TASK 1: According to the online discussion below, how many citizens' livelihoods were threatened by the mandate?
TASK 2: Quote the online discussion below word for word, everything from "I appreciate you" down to "down to innumeracy.".

PASSAGE PROVIDED:
=== Section Start ===

Would you have threatened the livelihood of 100,000,000 citizens unless they submitted to an unconstitutional mandate that abrogated their right to bodily autonomy? Even after massive concerns from multiple constitutional scholars?

If so, could you elaborate on that a little?

We're working with contrafactuals, but if I truly believed that the virus was an existential threat in the way it was sold as, I truly wouldn't know. For better or for worse, I'd see myself as responsible for the people who died. Like I said, I don't know what I'd do, but I can't imagine that it was a simple or easy choice.

Of course, this is all assuming that politicians actually want what's best for the country and are not a cabal of soul-sucking freaks.

I appreciate you taking the time to expand on your reasoning. Thank you.

existential threat

I mean, we had a pretty good idea what the IFR was by that point, so if someone bought this, I think it could only really come down to innumeracy.

=== Section End ===

SOURCE DATA:
=== Section Start ===

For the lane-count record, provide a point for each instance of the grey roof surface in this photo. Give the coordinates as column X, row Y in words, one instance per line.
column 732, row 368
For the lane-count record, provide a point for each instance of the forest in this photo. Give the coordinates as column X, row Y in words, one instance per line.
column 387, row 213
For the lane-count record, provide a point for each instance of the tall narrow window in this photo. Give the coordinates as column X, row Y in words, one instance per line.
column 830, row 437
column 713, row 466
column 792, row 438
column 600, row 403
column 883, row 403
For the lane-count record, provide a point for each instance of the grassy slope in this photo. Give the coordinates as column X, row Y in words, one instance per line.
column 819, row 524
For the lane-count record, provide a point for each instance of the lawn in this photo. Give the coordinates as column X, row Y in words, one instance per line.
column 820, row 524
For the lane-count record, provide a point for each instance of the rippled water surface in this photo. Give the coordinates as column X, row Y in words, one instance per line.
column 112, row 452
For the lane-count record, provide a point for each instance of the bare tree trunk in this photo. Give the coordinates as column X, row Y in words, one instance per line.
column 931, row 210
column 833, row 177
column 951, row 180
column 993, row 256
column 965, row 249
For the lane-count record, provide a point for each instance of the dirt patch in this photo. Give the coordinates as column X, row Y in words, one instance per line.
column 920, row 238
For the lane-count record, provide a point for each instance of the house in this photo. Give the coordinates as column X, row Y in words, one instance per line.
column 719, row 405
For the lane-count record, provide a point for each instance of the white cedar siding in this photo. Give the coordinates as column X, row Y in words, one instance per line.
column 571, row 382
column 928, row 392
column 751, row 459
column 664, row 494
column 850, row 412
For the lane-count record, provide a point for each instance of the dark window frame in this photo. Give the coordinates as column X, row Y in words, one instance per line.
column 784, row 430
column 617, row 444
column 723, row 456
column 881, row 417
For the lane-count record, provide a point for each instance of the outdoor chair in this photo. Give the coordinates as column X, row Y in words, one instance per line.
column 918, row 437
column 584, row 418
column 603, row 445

=== Section End ===
=== Section Start ===

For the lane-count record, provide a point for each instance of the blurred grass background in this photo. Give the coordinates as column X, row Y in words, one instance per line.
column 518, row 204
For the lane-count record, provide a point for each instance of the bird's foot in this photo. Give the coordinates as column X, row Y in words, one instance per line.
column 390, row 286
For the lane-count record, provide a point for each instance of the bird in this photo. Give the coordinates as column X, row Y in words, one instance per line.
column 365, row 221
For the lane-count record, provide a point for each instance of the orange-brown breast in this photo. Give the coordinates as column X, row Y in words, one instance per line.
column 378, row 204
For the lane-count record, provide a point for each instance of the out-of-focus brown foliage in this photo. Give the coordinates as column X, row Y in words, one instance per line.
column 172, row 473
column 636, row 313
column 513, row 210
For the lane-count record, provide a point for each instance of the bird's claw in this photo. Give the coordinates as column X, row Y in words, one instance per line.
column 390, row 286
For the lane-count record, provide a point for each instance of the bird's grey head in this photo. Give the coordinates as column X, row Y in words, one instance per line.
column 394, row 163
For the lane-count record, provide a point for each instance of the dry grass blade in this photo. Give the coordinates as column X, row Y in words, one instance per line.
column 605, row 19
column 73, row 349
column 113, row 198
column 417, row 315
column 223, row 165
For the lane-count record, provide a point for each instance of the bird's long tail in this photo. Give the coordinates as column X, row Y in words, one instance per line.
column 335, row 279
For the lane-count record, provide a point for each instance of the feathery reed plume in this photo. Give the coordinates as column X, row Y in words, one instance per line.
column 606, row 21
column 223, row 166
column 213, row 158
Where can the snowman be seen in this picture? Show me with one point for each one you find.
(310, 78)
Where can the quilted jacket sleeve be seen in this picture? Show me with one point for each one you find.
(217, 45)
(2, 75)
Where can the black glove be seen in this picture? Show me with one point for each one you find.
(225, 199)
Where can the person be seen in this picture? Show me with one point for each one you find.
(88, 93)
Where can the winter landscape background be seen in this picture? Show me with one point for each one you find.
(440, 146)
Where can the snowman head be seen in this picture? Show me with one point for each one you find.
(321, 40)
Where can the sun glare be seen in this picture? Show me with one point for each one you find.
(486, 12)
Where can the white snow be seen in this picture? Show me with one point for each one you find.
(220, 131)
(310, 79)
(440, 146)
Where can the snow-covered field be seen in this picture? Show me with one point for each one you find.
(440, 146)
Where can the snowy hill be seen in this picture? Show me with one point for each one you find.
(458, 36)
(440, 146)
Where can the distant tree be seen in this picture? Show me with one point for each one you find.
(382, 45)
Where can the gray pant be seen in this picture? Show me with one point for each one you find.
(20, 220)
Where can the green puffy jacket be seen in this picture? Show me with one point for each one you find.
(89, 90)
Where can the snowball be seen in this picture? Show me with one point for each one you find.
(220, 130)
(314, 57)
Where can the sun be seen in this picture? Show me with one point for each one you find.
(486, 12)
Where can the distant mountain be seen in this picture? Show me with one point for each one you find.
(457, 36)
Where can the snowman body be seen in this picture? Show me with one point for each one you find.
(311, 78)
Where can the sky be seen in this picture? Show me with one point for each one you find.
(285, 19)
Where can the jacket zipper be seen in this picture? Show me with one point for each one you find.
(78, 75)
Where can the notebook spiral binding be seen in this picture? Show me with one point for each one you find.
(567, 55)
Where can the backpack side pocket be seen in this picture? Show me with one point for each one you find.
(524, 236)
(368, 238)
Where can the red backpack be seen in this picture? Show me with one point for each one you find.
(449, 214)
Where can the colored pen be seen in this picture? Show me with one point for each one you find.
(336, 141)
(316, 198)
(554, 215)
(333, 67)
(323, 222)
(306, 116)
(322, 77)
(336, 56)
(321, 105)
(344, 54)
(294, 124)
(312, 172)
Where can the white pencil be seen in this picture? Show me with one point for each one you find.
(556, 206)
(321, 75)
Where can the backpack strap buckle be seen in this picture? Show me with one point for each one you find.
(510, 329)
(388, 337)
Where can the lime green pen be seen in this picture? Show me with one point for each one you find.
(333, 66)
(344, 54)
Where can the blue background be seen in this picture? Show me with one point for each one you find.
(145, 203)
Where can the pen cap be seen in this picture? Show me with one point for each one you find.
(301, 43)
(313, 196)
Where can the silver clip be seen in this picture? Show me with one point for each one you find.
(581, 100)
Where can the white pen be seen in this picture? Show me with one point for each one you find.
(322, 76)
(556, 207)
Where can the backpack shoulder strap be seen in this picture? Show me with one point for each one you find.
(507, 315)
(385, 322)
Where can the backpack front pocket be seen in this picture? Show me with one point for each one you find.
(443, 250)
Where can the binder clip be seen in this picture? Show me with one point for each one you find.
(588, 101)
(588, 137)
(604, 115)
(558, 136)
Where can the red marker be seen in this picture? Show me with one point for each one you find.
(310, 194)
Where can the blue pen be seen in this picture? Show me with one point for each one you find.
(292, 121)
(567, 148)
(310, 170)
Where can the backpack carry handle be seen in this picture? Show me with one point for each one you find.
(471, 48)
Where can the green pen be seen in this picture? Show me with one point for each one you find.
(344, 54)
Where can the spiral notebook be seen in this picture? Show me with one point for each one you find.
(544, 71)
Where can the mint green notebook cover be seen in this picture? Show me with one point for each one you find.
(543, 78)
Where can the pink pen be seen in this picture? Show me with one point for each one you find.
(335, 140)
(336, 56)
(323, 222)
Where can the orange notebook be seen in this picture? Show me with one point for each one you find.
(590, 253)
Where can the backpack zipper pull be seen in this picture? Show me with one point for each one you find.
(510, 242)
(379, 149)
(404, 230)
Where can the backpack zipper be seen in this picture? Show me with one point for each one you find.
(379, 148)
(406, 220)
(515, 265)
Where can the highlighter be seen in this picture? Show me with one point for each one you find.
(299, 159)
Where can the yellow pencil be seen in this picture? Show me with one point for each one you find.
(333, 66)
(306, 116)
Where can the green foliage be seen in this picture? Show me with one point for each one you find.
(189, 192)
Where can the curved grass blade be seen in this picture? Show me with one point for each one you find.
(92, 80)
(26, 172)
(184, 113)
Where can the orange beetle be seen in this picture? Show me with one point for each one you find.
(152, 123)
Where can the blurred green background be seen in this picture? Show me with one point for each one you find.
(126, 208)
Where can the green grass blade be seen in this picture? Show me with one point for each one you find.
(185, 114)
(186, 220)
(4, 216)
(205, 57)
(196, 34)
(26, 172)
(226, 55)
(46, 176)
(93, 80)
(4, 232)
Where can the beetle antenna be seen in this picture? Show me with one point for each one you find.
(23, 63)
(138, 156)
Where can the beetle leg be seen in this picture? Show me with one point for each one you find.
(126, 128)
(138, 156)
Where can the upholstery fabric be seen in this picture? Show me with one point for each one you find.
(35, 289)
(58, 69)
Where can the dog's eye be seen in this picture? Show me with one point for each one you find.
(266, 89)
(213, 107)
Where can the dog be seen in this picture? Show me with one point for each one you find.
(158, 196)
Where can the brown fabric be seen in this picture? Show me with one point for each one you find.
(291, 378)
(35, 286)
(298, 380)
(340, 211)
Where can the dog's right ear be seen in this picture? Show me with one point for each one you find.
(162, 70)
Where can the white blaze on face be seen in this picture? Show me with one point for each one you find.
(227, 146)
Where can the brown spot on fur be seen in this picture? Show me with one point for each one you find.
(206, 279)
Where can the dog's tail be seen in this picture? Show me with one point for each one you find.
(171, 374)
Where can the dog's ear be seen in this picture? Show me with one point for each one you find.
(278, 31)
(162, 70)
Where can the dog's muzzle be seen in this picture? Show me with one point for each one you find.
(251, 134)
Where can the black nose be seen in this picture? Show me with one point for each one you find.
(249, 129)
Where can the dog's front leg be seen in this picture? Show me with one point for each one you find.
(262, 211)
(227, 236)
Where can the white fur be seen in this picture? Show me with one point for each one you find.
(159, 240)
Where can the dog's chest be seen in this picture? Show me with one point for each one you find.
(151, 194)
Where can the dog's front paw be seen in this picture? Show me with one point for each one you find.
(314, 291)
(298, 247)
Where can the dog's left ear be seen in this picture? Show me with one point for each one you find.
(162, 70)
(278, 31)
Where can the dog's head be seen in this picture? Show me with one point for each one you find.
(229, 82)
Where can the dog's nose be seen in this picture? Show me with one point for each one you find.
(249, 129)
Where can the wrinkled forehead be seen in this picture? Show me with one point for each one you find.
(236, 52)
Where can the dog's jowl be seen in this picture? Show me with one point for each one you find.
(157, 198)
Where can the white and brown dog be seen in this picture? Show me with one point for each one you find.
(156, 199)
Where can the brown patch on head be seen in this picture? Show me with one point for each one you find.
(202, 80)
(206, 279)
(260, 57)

=== Section End ===

ANSWER SECTION 1: 100,000,000

ANSWER SECTION 2:
I appreciate you taking the time to expand on your reasoning. Thank you.

existential threat

I mean, we had a pretty good idea what the IFR was by that point, so if someone bought this, I think it could only really come down to innumeracy.